#### TASK ITEM
Word for word, return every record that follows.

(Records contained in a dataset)

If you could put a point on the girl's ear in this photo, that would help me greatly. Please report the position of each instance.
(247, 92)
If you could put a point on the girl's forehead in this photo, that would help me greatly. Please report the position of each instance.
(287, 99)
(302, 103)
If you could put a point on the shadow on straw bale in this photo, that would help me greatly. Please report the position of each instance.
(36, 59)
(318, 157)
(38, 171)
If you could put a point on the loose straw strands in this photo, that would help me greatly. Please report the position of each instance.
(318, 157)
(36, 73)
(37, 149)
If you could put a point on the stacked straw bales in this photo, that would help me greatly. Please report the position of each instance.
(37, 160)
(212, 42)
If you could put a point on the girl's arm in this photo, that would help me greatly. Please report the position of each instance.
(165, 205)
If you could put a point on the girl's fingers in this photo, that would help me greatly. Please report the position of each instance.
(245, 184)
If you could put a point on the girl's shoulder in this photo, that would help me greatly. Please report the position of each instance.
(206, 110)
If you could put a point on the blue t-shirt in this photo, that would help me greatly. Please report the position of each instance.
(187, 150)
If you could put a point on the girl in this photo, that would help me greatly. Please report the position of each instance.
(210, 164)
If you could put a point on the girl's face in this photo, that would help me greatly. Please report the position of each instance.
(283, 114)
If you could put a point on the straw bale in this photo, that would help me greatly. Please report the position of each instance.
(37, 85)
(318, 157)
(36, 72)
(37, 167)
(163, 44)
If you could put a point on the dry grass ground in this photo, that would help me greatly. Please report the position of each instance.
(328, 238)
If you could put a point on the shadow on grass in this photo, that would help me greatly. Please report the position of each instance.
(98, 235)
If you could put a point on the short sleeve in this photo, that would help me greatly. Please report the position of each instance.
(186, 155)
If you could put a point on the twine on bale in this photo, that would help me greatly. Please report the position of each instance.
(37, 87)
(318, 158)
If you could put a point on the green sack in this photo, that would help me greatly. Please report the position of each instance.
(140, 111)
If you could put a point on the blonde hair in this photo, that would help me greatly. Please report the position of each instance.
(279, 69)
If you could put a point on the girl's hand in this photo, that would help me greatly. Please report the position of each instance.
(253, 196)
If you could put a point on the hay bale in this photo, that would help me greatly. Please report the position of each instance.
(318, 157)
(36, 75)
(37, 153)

#### OUTPUT OF THE EXERCISE
If you could put a point on the girl's ear in this photo, that would help me greatly. Please report the position of each instance.
(247, 92)
If you could put a point on the girl's forehead in this photo, that would help me greatly. Please report the position of each instance.
(287, 99)
(302, 103)
If you could put a point on the shadow on straw bale in this photo, that would help me greatly. Please report the position of each instance.
(36, 59)
(318, 157)
(38, 171)
If you could put a point on the loose straw strands in this photo, that would help me greatly. Please report the position of each instance.
(318, 157)
(36, 73)
(37, 149)
If you could put a point on the stacked straw bales in this photo, that would help me greatly. Please report the position of each instance.
(37, 160)
(212, 42)
If you could put a point on the girl's arm in this photo, that would help me greatly. Please report the position of each instance.
(165, 205)
If you could put a point on the girl's fingers in this photo, that would help me greatly. Please report the position of each instance.
(245, 184)
If you could put a point on the girl's shoulder in this photo, that would help me greatly. Please report the position of each instance.
(206, 110)
If you could put a point on the blue t-shirt in this photo, that would help me greatly. Please report the position of each instance.
(187, 150)
If you could put a point on the girl in this photo, that would help me greatly. Please report the position of each instance.
(210, 164)
If you could put a point on the girl's face in this photo, that would help me greatly. Please report the position of each instance.
(283, 114)
If you could put a point on the straw bale in this photo, that would help me greatly. Please report the position of each instance.
(37, 85)
(318, 157)
(36, 72)
(37, 167)
(163, 44)
If you could put a point on the dry grass ground in this photo, that would help me greatly. Please report the position of each instance.
(328, 238)
If you could put a point on the shadow on grass in this photo, that would help me greatly. Please report the position of each instance.
(98, 235)
If you could put a point on the short sleeve in this photo, that would help me greatly. Please report the position of each instance.
(186, 155)
If you could put a point on the twine on bale in this photo, that would help me greatly. Please report the position of each instance.
(37, 87)
(318, 158)
If you could put a point on the green sack in this photo, that would help me greatly. Please report the position of each instance.
(140, 111)
If you could put a point on the blonde hair in this photo, that would help me greatly. Please report the position of each instance.
(279, 69)
If you could put a point on the girl's hand in this photo, that would help me greatly. Please report the position of each instance.
(253, 196)
If you could put a point on the hay bale in this photo, that would help me greatly. Please report the position of each instance.
(318, 157)
(36, 75)
(37, 153)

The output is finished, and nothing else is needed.